[Selection]
··········

Reading 13. Kingdom Living. Living Between The Times. The Consummation of the Kingdom

➡ Average Reading Time: 8 minutes
Observing the Text!

Tension Between the Two Ages

We live in the tension of the two ages: this present evil age and the age to come. In his first coming, Jesus brought the future into the present. We do not have to wait to experience the future at some future date. We can experience the kingdom now even in this present evil age. The death of Jesus on the cross made it possible for us to enter into the age to come now. In that event, believers have been transferred from the kingdom of darkness to the kingdom of God (Col. 1.13). This is good news. Believers can live the life of the age to come now. When Paul speaks of being “in Christ,” he is saying that believers can experience the power and life of the age to come in their present reality (2 Cor. 5.17).

…we live in this present evil age but with the life and power of the age to come.

As we have said repeatedly, we live in this present evil age but with the life and power of the age to come. While the present experience of the future kingdom is only partial, it is real. The complete power of the age to come will not be fully expressed at every moment while this evil age remains. To complete the work that Jesus has already begun, i.e., the inauguration of the updated kingdom, he must return for the consummation of the kingdom to occur.

Interpreting the Text!

The Consummation of the Kingdom (The Second Coming)

··········

[Given entries]

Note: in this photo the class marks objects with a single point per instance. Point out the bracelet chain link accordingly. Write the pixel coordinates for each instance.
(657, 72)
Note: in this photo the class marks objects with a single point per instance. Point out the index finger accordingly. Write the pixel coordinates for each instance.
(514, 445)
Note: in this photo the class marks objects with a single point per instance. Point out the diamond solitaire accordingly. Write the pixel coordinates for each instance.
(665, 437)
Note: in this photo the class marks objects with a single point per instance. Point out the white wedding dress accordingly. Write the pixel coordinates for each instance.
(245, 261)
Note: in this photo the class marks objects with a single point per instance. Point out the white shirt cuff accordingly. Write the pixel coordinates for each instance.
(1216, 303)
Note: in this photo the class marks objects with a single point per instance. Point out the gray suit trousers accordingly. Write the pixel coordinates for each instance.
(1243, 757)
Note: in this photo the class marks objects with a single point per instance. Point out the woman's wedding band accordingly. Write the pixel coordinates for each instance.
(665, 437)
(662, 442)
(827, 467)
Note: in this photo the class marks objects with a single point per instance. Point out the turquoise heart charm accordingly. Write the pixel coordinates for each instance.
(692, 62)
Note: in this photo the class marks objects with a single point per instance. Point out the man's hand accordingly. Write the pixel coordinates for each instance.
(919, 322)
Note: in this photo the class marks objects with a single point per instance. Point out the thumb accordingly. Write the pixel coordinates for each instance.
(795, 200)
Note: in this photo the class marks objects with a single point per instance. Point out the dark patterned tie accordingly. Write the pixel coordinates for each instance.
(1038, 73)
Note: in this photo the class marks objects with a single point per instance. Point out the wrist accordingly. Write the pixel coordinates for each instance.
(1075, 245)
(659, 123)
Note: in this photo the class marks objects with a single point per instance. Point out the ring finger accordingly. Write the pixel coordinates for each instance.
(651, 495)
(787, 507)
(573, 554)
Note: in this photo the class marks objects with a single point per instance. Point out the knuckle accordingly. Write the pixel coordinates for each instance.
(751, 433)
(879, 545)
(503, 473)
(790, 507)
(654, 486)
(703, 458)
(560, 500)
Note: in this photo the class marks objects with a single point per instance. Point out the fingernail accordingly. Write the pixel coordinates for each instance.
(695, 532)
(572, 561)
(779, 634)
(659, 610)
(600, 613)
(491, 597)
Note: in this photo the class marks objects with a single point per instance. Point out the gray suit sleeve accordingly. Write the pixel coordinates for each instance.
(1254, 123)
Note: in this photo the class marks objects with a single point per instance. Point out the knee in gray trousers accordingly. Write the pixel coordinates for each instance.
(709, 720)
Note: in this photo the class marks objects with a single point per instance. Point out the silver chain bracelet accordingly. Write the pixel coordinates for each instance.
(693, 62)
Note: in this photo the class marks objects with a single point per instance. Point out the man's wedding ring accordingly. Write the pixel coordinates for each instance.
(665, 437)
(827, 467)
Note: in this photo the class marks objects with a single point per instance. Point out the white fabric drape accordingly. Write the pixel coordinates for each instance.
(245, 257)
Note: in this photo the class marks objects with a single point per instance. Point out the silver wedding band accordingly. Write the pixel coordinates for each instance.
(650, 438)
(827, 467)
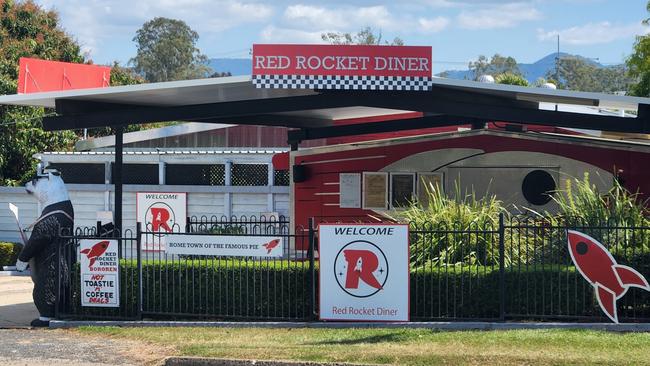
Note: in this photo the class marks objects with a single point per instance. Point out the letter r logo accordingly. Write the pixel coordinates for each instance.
(361, 265)
(160, 218)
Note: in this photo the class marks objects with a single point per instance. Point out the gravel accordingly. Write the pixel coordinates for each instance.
(64, 347)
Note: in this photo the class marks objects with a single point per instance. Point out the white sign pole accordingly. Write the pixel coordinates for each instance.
(14, 209)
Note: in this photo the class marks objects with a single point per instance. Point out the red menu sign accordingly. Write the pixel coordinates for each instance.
(341, 60)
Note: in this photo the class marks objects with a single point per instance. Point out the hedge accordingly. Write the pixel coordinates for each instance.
(9, 253)
(280, 290)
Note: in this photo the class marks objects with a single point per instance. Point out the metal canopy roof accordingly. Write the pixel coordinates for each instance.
(237, 100)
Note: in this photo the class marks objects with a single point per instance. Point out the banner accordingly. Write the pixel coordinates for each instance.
(160, 213)
(100, 273)
(342, 67)
(364, 272)
(219, 245)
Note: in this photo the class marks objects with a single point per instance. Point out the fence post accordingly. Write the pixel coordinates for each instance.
(502, 273)
(138, 241)
(310, 254)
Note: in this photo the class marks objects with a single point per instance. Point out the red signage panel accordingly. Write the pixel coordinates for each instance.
(341, 60)
(37, 75)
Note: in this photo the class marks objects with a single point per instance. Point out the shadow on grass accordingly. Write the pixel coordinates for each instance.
(370, 339)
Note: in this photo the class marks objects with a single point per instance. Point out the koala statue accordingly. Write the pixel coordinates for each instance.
(40, 251)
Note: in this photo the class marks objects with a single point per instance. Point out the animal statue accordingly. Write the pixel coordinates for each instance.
(40, 251)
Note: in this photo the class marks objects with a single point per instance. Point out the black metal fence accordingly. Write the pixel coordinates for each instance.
(515, 270)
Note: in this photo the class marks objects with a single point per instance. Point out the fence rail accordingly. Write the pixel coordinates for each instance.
(517, 269)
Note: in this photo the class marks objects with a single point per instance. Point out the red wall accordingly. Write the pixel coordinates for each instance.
(308, 204)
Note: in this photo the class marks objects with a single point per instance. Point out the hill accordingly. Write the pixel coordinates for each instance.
(531, 71)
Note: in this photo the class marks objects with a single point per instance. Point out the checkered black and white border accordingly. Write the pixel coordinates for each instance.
(343, 82)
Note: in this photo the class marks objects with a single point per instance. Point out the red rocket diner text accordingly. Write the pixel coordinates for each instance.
(352, 60)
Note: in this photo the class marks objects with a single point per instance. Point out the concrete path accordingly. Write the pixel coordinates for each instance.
(64, 347)
(16, 305)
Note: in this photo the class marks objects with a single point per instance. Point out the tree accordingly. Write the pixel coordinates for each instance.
(26, 30)
(365, 36)
(495, 66)
(638, 63)
(167, 51)
(576, 73)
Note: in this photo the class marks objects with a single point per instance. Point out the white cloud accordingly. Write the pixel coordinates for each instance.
(593, 33)
(274, 34)
(432, 25)
(314, 17)
(498, 16)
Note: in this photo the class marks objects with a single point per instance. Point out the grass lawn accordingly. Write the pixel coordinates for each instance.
(398, 346)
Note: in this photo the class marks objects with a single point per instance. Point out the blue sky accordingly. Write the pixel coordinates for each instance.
(458, 30)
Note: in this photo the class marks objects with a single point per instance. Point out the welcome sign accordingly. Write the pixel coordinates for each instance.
(364, 272)
(342, 67)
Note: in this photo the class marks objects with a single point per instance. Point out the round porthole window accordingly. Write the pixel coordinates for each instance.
(537, 187)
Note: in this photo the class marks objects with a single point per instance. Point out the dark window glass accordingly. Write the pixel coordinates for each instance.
(401, 188)
(249, 175)
(137, 173)
(195, 174)
(538, 187)
(281, 177)
(80, 173)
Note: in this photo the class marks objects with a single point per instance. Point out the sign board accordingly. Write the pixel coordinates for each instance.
(342, 67)
(364, 272)
(100, 273)
(219, 245)
(160, 213)
(350, 190)
(35, 76)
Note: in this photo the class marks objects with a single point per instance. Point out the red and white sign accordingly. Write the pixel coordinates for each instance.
(597, 265)
(364, 272)
(160, 213)
(342, 67)
(35, 75)
(100, 273)
(357, 60)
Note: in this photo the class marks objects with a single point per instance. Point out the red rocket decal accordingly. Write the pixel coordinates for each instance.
(271, 245)
(96, 251)
(597, 265)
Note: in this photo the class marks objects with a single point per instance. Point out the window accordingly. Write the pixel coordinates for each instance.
(195, 174)
(402, 189)
(427, 182)
(137, 173)
(80, 173)
(375, 190)
(538, 187)
(250, 175)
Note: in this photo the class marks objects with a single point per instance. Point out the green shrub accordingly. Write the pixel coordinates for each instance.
(267, 289)
(9, 253)
(451, 230)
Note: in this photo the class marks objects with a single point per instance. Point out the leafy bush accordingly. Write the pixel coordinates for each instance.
(452, 230)
(9, 253)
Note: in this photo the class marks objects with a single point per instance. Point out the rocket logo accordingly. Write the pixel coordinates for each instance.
(597, 265)
(95, 251)
(361, 269)
(271, 245)
(160, 217)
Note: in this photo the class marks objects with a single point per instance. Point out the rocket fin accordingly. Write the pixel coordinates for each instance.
(607, 301)
(630, 277)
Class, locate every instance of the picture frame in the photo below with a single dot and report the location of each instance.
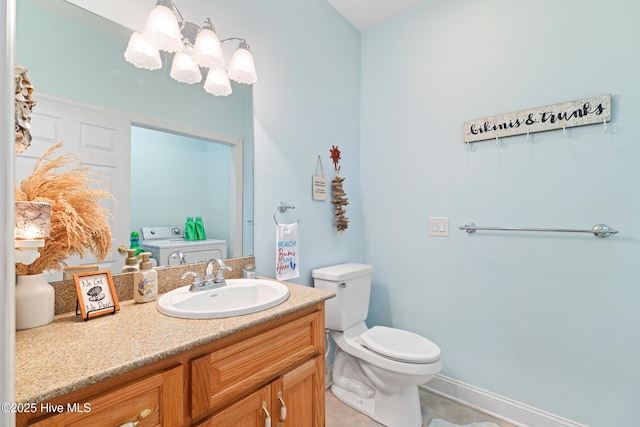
(96, 294)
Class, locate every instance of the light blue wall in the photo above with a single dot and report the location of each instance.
(307, 99)
(173, 176)
(550, 320)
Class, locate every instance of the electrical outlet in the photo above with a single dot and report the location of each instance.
(439, 226)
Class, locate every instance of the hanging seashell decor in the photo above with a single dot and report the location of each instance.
(340, 199)
(24, 103)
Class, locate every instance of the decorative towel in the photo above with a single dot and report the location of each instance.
(287, 251)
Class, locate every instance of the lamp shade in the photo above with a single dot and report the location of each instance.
(217, 82)
(142, 54)
(242, 68)
(162, 29)
(184, 69)
(32, 220)
(207, 51)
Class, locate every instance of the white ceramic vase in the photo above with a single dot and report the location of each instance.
(35, 301)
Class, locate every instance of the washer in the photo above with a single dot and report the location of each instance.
(162, 241)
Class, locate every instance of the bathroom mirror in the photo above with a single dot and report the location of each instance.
(74, 54)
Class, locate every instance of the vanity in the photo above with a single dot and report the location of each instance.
(142, 368)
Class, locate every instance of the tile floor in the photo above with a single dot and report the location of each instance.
(434, 406)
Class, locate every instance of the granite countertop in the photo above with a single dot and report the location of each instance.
(71, 353)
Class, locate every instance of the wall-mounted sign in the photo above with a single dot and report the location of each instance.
(580, 112)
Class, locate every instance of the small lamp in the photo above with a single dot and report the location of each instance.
(32, 226)
(217, 82)
(207, 51)
(35, 298)
(242, 68)
(162, 29)
(184, 69)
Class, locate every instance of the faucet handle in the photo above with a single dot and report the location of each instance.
(196, 278)
(220, 273)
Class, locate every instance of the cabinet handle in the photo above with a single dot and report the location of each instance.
(283, 409)
(141, 416)
(267, 419)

··········

[Directions] Rewrite the part of the reading on the kingdom starting with "As we have said" and going on through "kingdom to occur.", putting "limited" in place of "partial". The items are separate material and are not part of the reading on the kingdom.

[Response to this exercise]
As we have said repeatedly, we live in this present evil age but with the life and power of the age to come. While the present experience of the future kingdom is only limited, it is real. The complete power of the age to come will not be fully expressed at every moment while this evil age remains. To complete the work that Jesus has already begun, i.e., the inauguration of the updated kingdom, he must return for the consummation of the kingdom to occur.